*The data:*
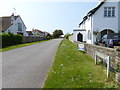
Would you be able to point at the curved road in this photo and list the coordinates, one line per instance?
(27, 67)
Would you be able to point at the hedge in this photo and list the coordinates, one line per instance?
(11, 39)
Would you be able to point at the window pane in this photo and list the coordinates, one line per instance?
(113, 11)
(19, 27)
(105, 11)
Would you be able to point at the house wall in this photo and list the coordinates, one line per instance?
(88, 28)
(75, 33)
(0, 24)
(100, 22)
(14, 28)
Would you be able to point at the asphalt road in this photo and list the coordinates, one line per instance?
(27, 67)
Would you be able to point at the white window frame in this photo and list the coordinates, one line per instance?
(109, 11)
(19, 25)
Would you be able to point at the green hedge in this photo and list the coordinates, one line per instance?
(11, 39)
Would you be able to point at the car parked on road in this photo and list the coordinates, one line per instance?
(110, 40)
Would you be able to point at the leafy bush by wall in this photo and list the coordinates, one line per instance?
(11, 39)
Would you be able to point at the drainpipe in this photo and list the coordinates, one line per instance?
(92, 31)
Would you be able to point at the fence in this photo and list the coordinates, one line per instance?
(114, 55)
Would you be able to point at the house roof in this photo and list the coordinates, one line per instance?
(6, 22)
(91, 12)
(79, 30)
(37, 31)
(29, 32)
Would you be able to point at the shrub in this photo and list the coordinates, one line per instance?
(11, 39)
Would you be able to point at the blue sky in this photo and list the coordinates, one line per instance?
(48, 16)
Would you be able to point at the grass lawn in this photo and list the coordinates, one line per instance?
(75, 69)
(19, 45)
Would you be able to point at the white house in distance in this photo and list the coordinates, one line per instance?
(103, 19)
(13, 24)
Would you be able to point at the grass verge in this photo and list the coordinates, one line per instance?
(75, 69)
(19, 45)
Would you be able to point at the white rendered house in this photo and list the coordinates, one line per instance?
(103, 19)
(13, 24)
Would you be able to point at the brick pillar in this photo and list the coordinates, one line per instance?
(117, 61)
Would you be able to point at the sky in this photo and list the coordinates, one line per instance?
(48, 15)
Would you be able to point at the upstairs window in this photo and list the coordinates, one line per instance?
(19, 27)
(109, 11)
(89, 35)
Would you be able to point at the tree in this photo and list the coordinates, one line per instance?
(57, 33)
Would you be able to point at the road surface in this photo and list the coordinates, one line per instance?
(27, 67)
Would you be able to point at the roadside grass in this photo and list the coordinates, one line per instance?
(75, 69)
(20, 45)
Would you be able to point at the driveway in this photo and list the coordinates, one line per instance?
(27, 67)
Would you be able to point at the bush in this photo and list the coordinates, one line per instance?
(11, 39)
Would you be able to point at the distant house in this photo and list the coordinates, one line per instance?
(38, 32)
(29, 33)
(13, 24)
(103, 19)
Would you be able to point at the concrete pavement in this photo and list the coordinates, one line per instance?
(27, 67)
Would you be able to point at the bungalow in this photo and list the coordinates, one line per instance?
(13, 24)
(103, 19)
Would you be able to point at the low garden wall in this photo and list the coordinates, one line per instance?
(114, 55)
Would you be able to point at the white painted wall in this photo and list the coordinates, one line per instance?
(75, 33)
(14, 28)
(100, 22)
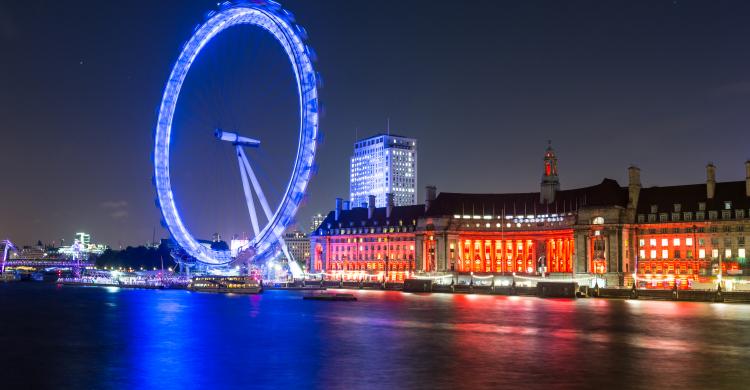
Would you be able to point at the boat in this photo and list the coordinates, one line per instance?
(331, 297)
(226, 284)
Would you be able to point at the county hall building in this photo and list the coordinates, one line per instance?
(659, 236)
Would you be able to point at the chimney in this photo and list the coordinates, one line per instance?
(370, 206)
(710, 181)
(634, 186)
(430, 192)
(339, 204)
(389, 203)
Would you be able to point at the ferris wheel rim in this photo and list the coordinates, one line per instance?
(278, 22)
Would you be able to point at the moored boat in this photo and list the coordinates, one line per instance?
(226, 284)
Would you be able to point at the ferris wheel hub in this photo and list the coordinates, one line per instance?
(235, 138)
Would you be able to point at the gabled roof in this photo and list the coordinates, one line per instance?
(357, 217)
(606, 193)
(688, 196)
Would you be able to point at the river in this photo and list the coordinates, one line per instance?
(90, 337)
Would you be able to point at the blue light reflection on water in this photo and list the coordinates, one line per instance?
(119, 338)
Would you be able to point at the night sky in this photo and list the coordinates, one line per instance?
(483, 85)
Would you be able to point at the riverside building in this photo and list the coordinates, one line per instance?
(662, 237)
(384, 164)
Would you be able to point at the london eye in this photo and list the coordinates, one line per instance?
(267, 220)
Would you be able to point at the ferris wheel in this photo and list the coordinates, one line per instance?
(266, 239)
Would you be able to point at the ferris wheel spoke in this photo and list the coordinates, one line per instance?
(256, 186)
(248, 194)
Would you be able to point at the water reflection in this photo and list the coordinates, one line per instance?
(94, 338)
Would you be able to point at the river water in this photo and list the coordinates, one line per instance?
(89, 337)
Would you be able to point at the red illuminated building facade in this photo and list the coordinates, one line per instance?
(659, 236)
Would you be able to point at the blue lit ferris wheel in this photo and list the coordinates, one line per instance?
(270, 17)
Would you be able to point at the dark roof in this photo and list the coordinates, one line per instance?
(606, 193)
(383, 135)
(357, 217)
(688, 196)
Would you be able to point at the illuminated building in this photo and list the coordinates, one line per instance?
(315, 221)
(298, 244)
(383, 164)
(367, 243)
(83, 238)
(693, 233)
(677, 236)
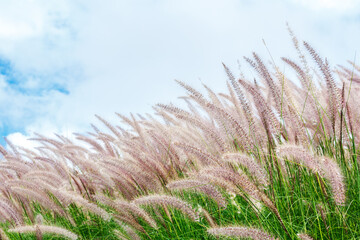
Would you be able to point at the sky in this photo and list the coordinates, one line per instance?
(63, 61)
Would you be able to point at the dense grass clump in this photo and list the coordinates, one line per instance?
(273, 158)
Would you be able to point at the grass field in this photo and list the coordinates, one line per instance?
(275, 157)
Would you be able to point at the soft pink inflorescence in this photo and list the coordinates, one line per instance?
(304, 236)
(197, 185)
(243, 232)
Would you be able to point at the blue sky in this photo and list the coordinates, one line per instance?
(61, 62)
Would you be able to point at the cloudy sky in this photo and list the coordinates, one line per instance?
(63, 61)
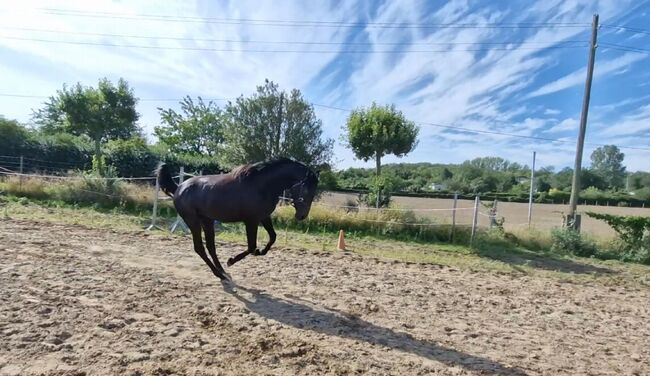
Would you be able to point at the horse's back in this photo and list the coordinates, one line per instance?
(219, 197)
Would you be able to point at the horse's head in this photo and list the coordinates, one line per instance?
(303, 193)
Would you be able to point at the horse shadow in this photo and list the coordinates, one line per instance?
(335, 323)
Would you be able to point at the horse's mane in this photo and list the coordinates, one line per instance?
(253, 169)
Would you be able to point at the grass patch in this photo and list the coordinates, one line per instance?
(387, 234)
(488, 258)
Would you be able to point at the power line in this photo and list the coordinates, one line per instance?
(151, 37)
(139, 99)
(620, 47)
(184, 48)
(428, 124)
(302, 23)
(634, 30)
(470, 130)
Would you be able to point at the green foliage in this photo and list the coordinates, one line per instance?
(327, 181)
(198, 130)
(272, 124)
(132, 157)
(379, 131)
(382, 187)
(103, 113)
(15, 137)
(566, 240)
(607, 162)
(385, 224)
(634, 233)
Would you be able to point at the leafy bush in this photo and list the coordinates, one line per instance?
(132, 157)
(634, 235)
(566, 240)
(383, 186)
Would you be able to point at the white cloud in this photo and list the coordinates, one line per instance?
(482, 90)
(568, 124)
(578, 77)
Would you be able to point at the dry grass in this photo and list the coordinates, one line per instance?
(545, 216)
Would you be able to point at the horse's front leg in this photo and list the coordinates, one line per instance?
(268, 226)
(251, 236)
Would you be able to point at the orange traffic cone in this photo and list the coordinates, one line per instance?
(341, 244)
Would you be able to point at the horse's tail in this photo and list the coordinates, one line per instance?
(165, 180)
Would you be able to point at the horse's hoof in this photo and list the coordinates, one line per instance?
(226, 276)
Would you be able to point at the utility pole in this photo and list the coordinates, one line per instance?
(574, 218)
(532, 189)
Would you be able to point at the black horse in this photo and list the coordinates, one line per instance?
(248, 194)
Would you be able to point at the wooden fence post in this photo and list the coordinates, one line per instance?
(474, 220)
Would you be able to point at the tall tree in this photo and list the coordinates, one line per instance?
(272, 124)
(103, 113)
(607, 162)
(380, 131)
(197, 130)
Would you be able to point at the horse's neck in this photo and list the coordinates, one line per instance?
(281, 179)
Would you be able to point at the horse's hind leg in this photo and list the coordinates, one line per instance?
(251, 237)
(268, 226)
(195, 227)
(208, 229)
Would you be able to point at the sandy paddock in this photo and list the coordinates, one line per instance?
(76, 301)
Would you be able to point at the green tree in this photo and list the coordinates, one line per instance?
(607, 162)
(14, 137)
(103, 113)
(272, 124)
(197, 130)
(379, 131)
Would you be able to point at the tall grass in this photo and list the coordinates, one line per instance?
(83, 191)
(399, 225)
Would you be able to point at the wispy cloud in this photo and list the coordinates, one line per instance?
(468, 82)
(578, 77)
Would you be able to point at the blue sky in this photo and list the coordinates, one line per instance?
(496, 79)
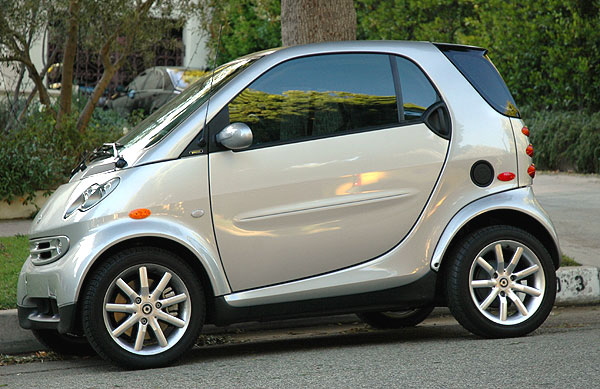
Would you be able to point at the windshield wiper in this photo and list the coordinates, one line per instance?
(105, 151)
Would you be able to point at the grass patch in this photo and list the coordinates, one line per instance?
(568, 261)
(13, 253)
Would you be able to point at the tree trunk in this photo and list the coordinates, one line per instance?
(308, 21)
(86, 115)
(70, 51)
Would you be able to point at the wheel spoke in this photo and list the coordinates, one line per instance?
(483, 283)
(499, 258)
(123, 308)
(526, 273)
(160, 336)
(161, 286)
(518, 303)
(170, 319)
(127, 289)
(173, 300)
(503, 308)
(515, 260)
(490, 298)
(125, 326)
(144, 288)
(527, 289)
(486, 266)
(139, 339)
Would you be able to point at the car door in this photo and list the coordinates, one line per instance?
(341, 166)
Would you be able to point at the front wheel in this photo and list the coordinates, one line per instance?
(501, 282)
(395, 319)
(143, 308)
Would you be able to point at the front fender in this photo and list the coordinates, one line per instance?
(521, 200)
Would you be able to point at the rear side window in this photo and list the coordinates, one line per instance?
(474, 64)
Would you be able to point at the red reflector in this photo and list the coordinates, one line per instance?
(531, 170)
(140, 213)
(529, 150)
(506, 176)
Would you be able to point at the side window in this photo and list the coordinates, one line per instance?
(417, 92)
(318, 96)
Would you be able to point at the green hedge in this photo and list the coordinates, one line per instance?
(34, 155)
(567, 141)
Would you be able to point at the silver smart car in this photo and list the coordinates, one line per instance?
(379, 178)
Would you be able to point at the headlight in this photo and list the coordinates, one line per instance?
(92, 196)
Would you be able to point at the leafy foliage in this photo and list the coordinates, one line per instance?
(565, 140)
(240, 27)
(37, 156)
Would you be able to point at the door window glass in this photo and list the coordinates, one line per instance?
(318, 96)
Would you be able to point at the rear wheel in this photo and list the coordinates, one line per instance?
(143, 308)
(395, 319)
(501, 282)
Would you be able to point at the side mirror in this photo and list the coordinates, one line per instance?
(235, 136)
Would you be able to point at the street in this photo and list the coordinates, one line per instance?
(573, 203)
(437, 354)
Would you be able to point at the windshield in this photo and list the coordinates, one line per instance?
(156, 126)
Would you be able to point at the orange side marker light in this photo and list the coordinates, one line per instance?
(140, 213)
(506, 176)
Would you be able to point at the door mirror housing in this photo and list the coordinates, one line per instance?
(235, 136)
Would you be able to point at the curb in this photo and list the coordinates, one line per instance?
(578, 285)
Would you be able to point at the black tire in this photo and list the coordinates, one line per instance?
(161, 326)
(395, 319)
(65, 344)
(500, 301)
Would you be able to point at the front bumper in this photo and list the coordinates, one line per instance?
(47, 315)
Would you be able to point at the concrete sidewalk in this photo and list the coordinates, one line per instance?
(576, 286)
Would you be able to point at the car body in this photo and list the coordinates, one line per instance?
(380, 178)
(152, 88)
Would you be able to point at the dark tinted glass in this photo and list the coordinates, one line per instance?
(417, 92)
(318, 96)
(474, 64)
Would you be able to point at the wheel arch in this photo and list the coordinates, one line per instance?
(512, 218)
(163, 243)
(508, 217)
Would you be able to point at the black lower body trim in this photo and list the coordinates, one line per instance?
(418, 294)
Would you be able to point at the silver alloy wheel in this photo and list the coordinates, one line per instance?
(510, 292)
(147, 309)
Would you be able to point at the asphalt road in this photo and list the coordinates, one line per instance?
(563, 353)
(573, 203)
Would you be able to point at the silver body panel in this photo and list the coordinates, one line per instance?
(427, 182)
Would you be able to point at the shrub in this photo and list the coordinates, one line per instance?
(565, 140)
(34, 155)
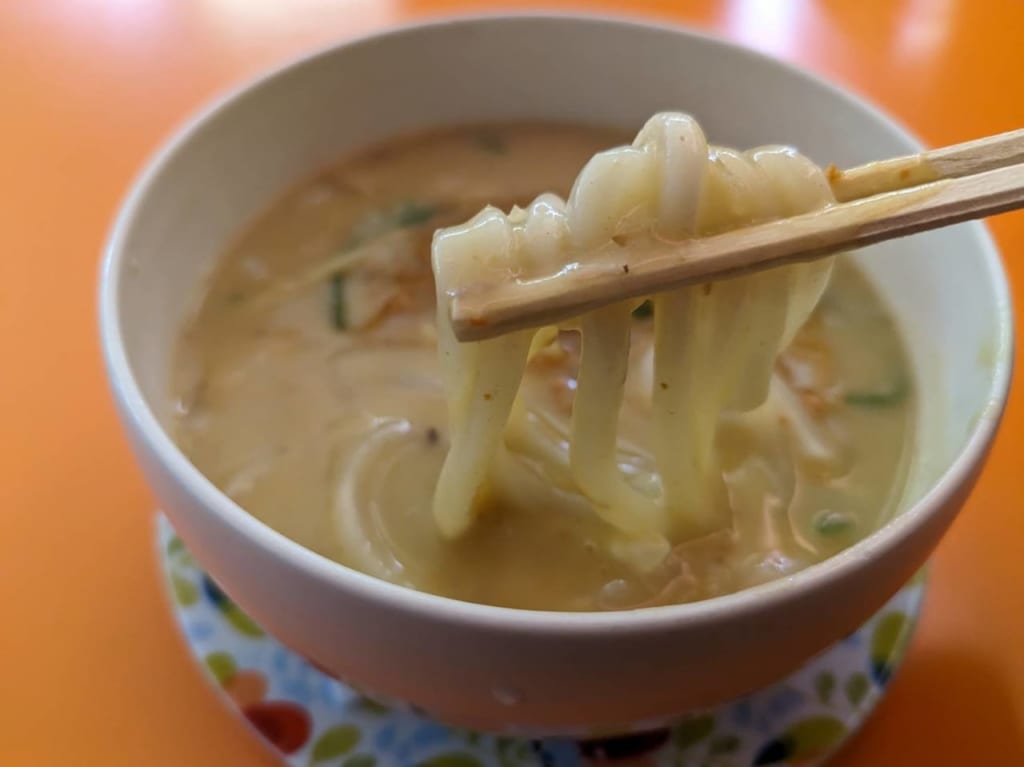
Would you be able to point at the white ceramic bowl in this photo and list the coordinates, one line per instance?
(501, 669)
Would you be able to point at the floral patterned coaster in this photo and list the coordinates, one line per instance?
(311, 720)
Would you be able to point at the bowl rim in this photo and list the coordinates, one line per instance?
(139, 418)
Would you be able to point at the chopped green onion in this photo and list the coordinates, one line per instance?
(338, 318)
(644, 310)
(834, 523)
(412, 213)
(890, 397)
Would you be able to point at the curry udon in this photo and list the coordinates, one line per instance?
(310, 391)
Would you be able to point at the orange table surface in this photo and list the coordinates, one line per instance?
(92, 670)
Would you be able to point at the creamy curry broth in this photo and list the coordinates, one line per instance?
(308, 391)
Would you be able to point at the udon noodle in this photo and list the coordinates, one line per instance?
(715, 345)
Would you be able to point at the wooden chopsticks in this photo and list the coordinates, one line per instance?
(879, 201)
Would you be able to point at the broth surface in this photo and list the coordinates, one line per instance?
(308, 391)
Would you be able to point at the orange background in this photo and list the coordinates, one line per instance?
(92, 670)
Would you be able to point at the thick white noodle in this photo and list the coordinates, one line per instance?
(715, 346)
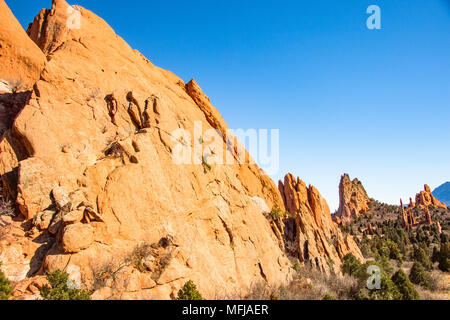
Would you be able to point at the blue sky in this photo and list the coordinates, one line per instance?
(371, 103)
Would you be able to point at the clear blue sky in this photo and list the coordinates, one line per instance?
(371, 103)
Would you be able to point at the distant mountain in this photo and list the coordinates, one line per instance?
(442, 193)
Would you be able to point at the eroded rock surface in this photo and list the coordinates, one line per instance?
(353, 199)
(310, 233)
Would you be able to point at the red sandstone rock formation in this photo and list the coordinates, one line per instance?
(21, 60)
(89, 162)
(353, 199)
(311, 235)
(425, 198)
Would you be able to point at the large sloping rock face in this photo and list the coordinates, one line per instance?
(353, 199)
(20, 59)
(90, 162)
(310, 234)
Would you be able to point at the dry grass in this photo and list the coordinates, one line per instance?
(310, 285)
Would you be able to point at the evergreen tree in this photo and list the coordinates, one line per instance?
(5, 287)
(189, 292)
(404, 286)
(60, 290)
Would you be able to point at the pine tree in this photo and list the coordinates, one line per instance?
(189, 292)
(404, 286)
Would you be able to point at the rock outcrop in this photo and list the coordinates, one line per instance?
(353, 199)
(310, 233)
(21, 60)
(89, 160)
(425, 198)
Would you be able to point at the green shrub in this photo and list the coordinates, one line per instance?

*What is needed:*
In the records above, return only the line that contains "Would you be able to point at the clear" and every line after it through the last, exactly as they appear.

*Solution to this task:*
Would you be able to point at the clear blue sky in this photo and list the coordinates, one line per instance?
(371, 103)
Would you be able to point at the distant mountain in this photo and list the coordinates, one line per instance?
(442, 193)
Would you be able to point at the eroded rock surface in this photo and list the coordinates, one line per instance?
(353, 199)
(310, 233)
Would you be able to point at the red sandstone rock formation in this photo and list the coordinates, one line per instance?
(21, 60)
(89, 162)
(353, 199)
(311, 235)
(425, 198)
Would you be able to point at the large sloping rock face in this photo and list the coordinates, one line per instance?
(353, 199)
(20, 59)
(90, 162)
(310, 234)
Would you be able to point at the dry grass in this photo and list the coordinates, one line per instance?
(310, 285)
Would you be able to point at the evergreen tree in this photo and list the coordinates, one line per instance?
(5, 287)
(189, 292)
(404, 286)
(60, 290)
Would you be able to point at the pine tree in this photo and list the coordinates, one line per instance?
(189, 292)
(404, 286)
Would you be able to point at the rock outcrop in this photo and list the coordinates, one line per instance?
(353, 199)
(310, 233)
(21, 60)
(89, 160)
(425, 198)
Would you be able to point at the green shrub in this photo and list the coordinates, one line per instance?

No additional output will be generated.